Your task: Repeat the entries shown below with every word and mark intact.

Task inputs:
------------------------------------------------
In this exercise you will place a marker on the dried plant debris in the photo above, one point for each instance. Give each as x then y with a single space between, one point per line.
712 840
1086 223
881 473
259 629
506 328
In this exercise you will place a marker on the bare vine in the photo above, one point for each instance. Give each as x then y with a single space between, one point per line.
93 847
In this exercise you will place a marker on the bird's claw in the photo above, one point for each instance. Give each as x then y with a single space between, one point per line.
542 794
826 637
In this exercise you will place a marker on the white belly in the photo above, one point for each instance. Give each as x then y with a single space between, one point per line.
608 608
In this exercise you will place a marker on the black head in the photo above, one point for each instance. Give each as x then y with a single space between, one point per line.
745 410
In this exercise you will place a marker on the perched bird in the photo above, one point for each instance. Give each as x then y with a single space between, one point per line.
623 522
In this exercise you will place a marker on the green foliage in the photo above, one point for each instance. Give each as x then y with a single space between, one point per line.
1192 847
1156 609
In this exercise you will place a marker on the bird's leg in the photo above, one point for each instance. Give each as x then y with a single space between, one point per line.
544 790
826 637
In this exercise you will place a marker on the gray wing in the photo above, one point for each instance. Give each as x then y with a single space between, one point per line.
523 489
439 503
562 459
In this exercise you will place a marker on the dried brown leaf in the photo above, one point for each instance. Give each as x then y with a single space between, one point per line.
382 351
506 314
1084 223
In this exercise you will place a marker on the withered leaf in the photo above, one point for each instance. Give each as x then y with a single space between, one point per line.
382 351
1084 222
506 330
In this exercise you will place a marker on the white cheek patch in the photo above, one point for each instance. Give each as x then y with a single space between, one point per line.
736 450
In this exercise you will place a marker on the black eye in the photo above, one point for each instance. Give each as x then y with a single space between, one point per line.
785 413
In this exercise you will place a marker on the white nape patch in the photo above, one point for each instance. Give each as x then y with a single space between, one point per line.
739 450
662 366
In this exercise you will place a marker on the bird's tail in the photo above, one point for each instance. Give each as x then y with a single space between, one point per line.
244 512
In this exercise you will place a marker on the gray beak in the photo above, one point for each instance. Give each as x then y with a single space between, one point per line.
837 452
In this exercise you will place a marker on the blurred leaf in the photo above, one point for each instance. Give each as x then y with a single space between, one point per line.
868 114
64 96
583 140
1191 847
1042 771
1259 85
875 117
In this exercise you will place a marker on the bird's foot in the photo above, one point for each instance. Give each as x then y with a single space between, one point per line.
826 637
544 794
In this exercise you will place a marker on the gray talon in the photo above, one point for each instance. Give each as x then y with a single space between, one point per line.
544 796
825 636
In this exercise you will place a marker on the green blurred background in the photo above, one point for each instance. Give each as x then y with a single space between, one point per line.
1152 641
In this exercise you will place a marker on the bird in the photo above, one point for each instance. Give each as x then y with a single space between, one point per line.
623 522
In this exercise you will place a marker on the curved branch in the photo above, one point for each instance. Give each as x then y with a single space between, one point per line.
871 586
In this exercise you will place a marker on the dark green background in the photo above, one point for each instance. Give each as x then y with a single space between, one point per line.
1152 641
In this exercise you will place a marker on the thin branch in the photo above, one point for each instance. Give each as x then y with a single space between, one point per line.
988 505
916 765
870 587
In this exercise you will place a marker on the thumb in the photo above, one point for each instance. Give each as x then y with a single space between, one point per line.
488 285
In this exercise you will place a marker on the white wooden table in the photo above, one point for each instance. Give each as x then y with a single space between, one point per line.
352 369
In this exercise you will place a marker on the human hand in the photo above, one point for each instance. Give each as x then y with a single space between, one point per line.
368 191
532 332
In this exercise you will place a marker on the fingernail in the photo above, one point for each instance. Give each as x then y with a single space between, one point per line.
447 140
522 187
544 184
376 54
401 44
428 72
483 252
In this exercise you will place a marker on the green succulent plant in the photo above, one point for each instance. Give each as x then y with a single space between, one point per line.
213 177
------------------------------------------------
Solved problem:
In this exercise you will place a marker on the dried plant debris in the photo above, one point for each instance. Give each as x then y with a single space between, one point per line.
712 840
1086 223
881 473
259 629
506 328
In this exercise you will place a marker on the bare vine in the photo above, one point for each instance. Give each as x then y with a single space between, one point per line.
93 847
In this exercise you will place a marker on the bird's claw in the photo above, one point for each instance. Give each as x then y with a single space between, one point per line.
542 794
826 637
In this exercise you will place a marker on the white belly in the photo above, one point for each instance. Give each as x then y with a single space between, one point per line.
608 608
In this exercise you will place a marker on the black head in the photo above, one point for each instance. Give each as x then y with a single space between, one point per line.
745 410
In this exercise you will place a marker on the perched bird in the photo above, one point for each instance. Give each as x then y with a single space between, one point per line.
623 522
In this exercise you will place a marker on the green foliage in the photo above, one point for each instance. Give each as x then y with a single space between, one point per line.
1192 847
1156 609
In this exercise you will place a marker on the bird's leg in the photo above, one point for each instance. Give each as x then y with a single space between, one point per line.
544 790
826 637
In this exercise you will place a marker on the gray wing in the photo above, one point for each instance. Give each as x then y with a single space between, one point per line.
523 489
439 503
562 459
In this exercise you will place a marker on the dried brown leaf in the photo above, one point for each instance. Give each as x then y with a single space between, one point per line.
382 351
506 314
1084 223
In this exercise you will place a marker on the withered leaf in the photo above, one point for each instance. Give each as x then y with a single space between, one point per line.
382 351
1084 222
506 330
In this exercise you will place a marker on the white cheek patch in the photo above, one point for each instance. Give each as x then y with a single space between, one point per line.
736 450
In this exercise you will place a marker on the black eye in the photo above, one point for each instance. Give each as x then y with a single space between, one point per line.
785 413
In this exercise you will place a marker on the white nape patch in the photo above, one point for each instance. Give each as x then y with a single space between, one point per line.
739 450
662 366
In this exercise you will place a marker on the bird's tail in the photo above, one point for each instance. Give each as x then y with a single space between, one point per line.
244 512
In this exercise you will place a marker on the gray beak in the photo above, one point for each instance. Give each as x then y with a single space between, one point per line.
837 452
In this exercise you will place a marker on the blurred leaf in the photo above, one point for each instance. Give each as x then y with a single space between, one point per line.
868 114
64 96
583 140
1191 847
1042 771
1259 85
875 117
In this exercise you will place a marker on the bird's foot in the photo above, one point for each instance. Give each as x then y with a single space between, one point per line.
826 637
544 794
In this exercise you will place a marker on the gray talon in the photo above, one point for each instance. Give each as x then y with a single space between, one point per line.
544 796
825 636
In this exercise you will place a marker on the green blurred background in the photo above, one point for each instance. Give each as x then y with a single space between, one point per line.
1152 641
In this exercise you will place a marker on the bird in the photo above, one point for each instance. Give each as x then y with a single space between, one point per line.
623 522
In this exercise you will place a marker on the curved branch in the photo above, one point for each instance. Give each as x then y with a single space between, one point per line.
871 586
In this exercise you will place a marker on the dark green background in the photo above, one point for each instance. Give each as x then y with a single space between, one point per line.
1152 641
In this exercise you will place a marker on the thin branch in the photo above, one point for each instance. Give each as x then y with a single space between, one point per line.
988 505
916 765
870 587
In this exercise you will place a marker on the thumb in the photo above, one point for each instance. Give each as x then y with a single space between, one point per line.
488 285
In this exercise you will place a marker on the white wooden table in the photo above, one point for each instance. Give each as x then y with a single space between, one point per line.
352 369
In this exercise you will place a marker on the human hand in the photo above, one point for each instance. Give each as x then y with a single space between, one point per line.
368 191
532 332
In this exercise you will place a marker on the fingernail in the photo above, one point for each instance. Give each as x then y with a single space between, one point per line.
447 140
522 187
544 184
376 54
401 44
428 72
483 252
In this exercise you will place a marker on the green succulent plant in the photo above, one point for each instance. Give each as x then y with a single space between, one point per line.
213 177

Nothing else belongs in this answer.